EXERCISE BRIEF: The full set of records below is to be reproduced without a single alteration.

Collection entries:
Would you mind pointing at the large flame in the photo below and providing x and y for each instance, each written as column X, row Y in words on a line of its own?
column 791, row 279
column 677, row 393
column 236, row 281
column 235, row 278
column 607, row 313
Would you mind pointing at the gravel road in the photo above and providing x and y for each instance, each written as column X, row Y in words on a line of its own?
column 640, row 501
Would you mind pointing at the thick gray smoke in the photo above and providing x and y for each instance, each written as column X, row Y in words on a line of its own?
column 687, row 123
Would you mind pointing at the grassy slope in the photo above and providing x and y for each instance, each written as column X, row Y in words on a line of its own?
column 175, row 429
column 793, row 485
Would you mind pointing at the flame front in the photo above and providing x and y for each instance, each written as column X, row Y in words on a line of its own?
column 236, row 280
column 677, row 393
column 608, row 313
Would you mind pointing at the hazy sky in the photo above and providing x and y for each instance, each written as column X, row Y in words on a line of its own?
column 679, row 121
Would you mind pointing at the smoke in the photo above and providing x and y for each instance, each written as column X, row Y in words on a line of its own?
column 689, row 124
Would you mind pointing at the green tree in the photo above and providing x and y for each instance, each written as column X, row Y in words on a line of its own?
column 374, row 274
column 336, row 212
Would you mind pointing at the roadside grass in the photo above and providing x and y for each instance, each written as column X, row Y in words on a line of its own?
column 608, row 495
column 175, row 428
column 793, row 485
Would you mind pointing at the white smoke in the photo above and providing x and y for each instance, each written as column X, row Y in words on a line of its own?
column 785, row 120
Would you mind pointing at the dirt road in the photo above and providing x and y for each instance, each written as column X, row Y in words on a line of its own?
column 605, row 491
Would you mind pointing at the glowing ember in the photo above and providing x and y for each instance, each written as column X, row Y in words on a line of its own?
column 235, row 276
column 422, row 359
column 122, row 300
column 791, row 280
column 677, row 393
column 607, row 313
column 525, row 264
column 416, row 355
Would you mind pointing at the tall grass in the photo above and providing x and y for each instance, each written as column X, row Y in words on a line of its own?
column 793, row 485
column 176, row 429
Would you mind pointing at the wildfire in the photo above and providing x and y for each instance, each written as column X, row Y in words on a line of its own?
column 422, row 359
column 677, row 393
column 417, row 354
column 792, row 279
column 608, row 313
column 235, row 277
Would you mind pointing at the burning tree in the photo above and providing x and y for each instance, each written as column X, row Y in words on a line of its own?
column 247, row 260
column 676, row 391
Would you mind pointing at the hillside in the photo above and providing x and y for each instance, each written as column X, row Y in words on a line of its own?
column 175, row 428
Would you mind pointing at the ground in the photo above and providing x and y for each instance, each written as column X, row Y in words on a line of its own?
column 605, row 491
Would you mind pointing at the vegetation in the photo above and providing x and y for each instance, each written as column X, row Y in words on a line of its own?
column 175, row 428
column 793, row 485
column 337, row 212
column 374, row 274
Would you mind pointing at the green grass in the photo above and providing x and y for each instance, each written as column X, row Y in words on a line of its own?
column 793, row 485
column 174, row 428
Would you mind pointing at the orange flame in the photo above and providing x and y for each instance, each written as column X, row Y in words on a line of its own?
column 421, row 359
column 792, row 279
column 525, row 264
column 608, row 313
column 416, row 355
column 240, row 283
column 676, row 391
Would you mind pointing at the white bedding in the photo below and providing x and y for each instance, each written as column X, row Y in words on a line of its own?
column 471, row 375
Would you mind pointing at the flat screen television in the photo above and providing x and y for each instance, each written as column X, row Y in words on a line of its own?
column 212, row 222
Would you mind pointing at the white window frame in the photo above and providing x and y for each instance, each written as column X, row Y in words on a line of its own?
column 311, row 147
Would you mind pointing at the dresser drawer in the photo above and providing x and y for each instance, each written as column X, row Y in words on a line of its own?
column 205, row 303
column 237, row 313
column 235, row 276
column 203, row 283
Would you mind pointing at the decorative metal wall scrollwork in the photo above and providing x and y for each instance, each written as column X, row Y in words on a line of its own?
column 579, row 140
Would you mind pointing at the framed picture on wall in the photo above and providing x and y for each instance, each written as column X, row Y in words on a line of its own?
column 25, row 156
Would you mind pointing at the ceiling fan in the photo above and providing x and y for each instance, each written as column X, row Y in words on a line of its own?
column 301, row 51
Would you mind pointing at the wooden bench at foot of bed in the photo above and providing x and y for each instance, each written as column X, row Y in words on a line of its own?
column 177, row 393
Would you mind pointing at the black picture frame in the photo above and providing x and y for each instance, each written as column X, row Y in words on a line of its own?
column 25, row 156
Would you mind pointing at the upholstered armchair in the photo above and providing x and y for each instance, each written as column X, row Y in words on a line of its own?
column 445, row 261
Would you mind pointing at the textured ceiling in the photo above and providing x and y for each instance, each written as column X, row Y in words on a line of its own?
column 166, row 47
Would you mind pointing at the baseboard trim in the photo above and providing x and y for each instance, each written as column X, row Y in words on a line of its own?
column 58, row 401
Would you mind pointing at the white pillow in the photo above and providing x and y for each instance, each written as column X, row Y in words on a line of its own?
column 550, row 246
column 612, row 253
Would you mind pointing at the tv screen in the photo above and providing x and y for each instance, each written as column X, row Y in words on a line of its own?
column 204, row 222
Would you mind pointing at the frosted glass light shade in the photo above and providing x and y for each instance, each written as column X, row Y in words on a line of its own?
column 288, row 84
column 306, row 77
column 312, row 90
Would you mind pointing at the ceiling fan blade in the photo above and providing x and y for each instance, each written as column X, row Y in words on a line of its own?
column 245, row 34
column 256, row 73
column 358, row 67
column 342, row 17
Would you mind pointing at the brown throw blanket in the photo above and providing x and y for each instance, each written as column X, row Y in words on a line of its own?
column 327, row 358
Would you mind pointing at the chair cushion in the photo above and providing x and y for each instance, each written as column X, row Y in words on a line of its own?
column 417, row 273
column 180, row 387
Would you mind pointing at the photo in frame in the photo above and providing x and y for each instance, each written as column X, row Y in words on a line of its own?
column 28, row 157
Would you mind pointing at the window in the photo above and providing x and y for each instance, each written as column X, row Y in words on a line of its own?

RESPONSE TO THIS EXERCISE:
Would you mind pointing at the large flame in the photo below and providing x and y for each instance, each written as column X, row Y in words on a line of its own?
column 791, row 279
column 677, row 393
column 236, row 281
column 235, row 278
column 607, row 313
Would you mind pointing at the gravel road in the photo above and providing x and y for each instance, each written as column X, row Y in words on a line of its own?
column 640, row 501
Would you mind pointing at the thick gray smoke in the photo above and providing x and y for each instance, each written as column X, row Y in words on a line of its own?
column 687, row 123
Would you mind pointing at the grassy slope in the photo above and providing x and y for each instance, each written as column X, row Y in words on a line of its own?
column 175, row 429
column 793, row 485
Would you mind pointing at the flame front in the photo above and providing x and y for each instance, each written as column X, row Y in words on a line of its own?
column 236, row 280
column 677, row 393
column 608, row 313
Would you mind pointing at the hazy sky in the photo above and providing x and y for each instance, each written as column X, row Y in words on a line of its own?
column 679, row 121
Would you mind pointing at the smoke in the photo above and providing x and y for each instance, each written as column X, row Y in words on a line of its own?
column 689, row 124
Would you mind pointing at the green tree in the photo above and providing x and y for each instance, each written as column X, row Y in words on a line of its own?
column 374, row 274
column 336, row 212
Would you mind pointing at the roadside grass in the photo above and providing x and y for each instance, each written as column X, row Y in words on a line of its own?
column 608, row 495
column 175, row 428
column 793, row 485
Would you mind pointing at the white smoke in the photo above and providing x and y for each instance, each written as column X, row Y in words on a line of its own?
column 785, row 120
Would you mind pointing at the dirt road in the photo above and providing x and y for each instance, each written as column X, row Y in words on a line of its own?
column 605, row 491
Would you mind pointing at the glowing ember in the photo above and providing x and y for each instance, each written as column X, row Y in words on a line of its own?
column 235, row 276
column 422, row 359
column 122, row 300
column 791, row 280
column 677, row 393
column 607, row 313
column 525, row 264
column 416, row 355
Would you mind pointing at the tall grass in the photo above and providing x and y for each instance, each written as column X, row Y in words on a line of its own?
column 793, row 485
column 176, row 429
Would you mind pointing at the wildfire in the photo above and providing x and y for each instance, each written as column X, row Y in words on a line of its own?
column 422, row 359
column 677, row 393
column 417, row 354
column 792, row 279
column 608, row 313
column 235, row 277
Would you mind pointing at the burning tree in the photo above and providing x and y for each instance, each written as column X, row Y in words on a line of its own?
column 247, row 260
column 676, row 391
Would you mind pointing at the hillside in the photo above and providing x and y for each instance, each written as column X, row Y in words on a line of its own?
column 175, row 428
Would you mind pointing at the ground in the photo above and providing x and y for each instance, each written as column X, row Y in words on a line of its own?
column 605, row 491
Would you mind pointing at the vegetation in the photo above and providing x and y for each instance, each written as column X, row Y in words on a line of its own?
column 175, row 428
column 793, row 485
column 337, row 212
column 374, row 274
Would you mind pointing at the green grass in the photo above and providing x and y for each instance, each written as column X, row Y in words on a line of its own?
column 793, row 485
column 174, row 428
Would you mind pointing at the orange flame in the photo above and providing x and y for each instance, each written as column X, row Y in words on a line of its own?
column 421, row 359
column 792, row 279
column 525, row 264
column 608, row 313
column 416, row 355
column 240, row 283
column 676, row 391
Would you mind pointing at the white bedding in the photo below and providing x and y for each instance, each written as column X, row Y in words on a line of its own?
column 471, row 375
Would you mind pointing at the flat screen television in the photo above and providing x and y for each instance, each written as column X, row Y in words on a line of its own?
column 212, row 222
Would you mind pointing at the white window frame in the photo above and providing x and y for each instance, each written as column X, row Y in words on a line of its own?
column 311, row 147
Would you mind pointing at the dresser drawer in the photo above and providing x and y for each instance, each written as column X, row Y in words on a line of its own?
column 205, row 303
column 237, row 313
column 235, row 276
column 203, row 283
Would you mind pointing at the decorative metal wall scrollwork in the photo above and providing x and y for each instance, each written as column X, row Y in words on a line of its own?
column 579, row 140
Would you mind pointing at the framed picture on wall in the photo above and providing x and y for each instance, each written as column X, row Y in words on a line of its own?
column 25, row 156
Would you mind pointing at the ceiling fan in the photo above and providing x and y for each instance, each written as column X, row Y in words on a line of its own?
column 301, row 51
Would you mind pointing at the wooden bench at foot of bed in the photo above and providing x and y for each instance, each written as column X, row Y in words on a line of its own?
column 177, row 393
Would you mind pointing at the black picture frame in the photo above and providing x and y for each instance, each written as column X, row Y in words on a line of its own?
column 25, row 156
Would you mind pointing at the upholstered armchair in the photo above and providing x and y for each instance, each written as column X, row Y in words on a line of its own?
column 445, row 261
Would you mind pointing at the textured ceiling in the photo above and providing x and y for each instance, each written as column X, row Y in words on a line of its own?
column 166, row 47
Would you mind pointing at the baseboard trim in the photo above and providing x and y for each instance, each written as column X, row Y in words on a line of its own?
column 58, row 401
Would you mind pointing at the white pillow in the photo above and providing x and y for each instance, each written as column X, row Y in words on a line of its own?
column 550, row 246
column 612, row 253
Would you mind pointing at the tv screen in the photo above and providing x and y for each instance, each written as column X, row Y in words on a line of its own?
column 204, row 222
Would you mind pointing at the frosted glass light shade in the photo above and providing x and y for each instance, each written as column X, row Y in words on a line of its own?
column 288, row 84
column 306, row 77
column 312, row 90
Would you mind pointing at the ceiling fan blade in the photo above and providing x and y for each instance, each written as column X, row Y in words on a line of its own?
column 245, row 34
column 256, row 73
column 358, row 67
column 342, row 17
Would you mind pointing at the brown throw blanket in the photo above and providing x and y for each instance, each written as column X, row Y in words on a line of its own?
column 327, row 358
Would you mind pointing at the chair cushion in the photo above and providing x and y for each instance, each written as column X, row Y in words on a line of its own?
column 417, row 273
column 180, row 387
Would you mind pointing at the photo in frame in the photo above and providing x and y for each instance, each written as column X, row Y in words on a line of its own?
column 28, row 157
Would you mind pointing at the window in the photo above and providing x and y for each instance, each written as column X, row Y in words on a line of its own?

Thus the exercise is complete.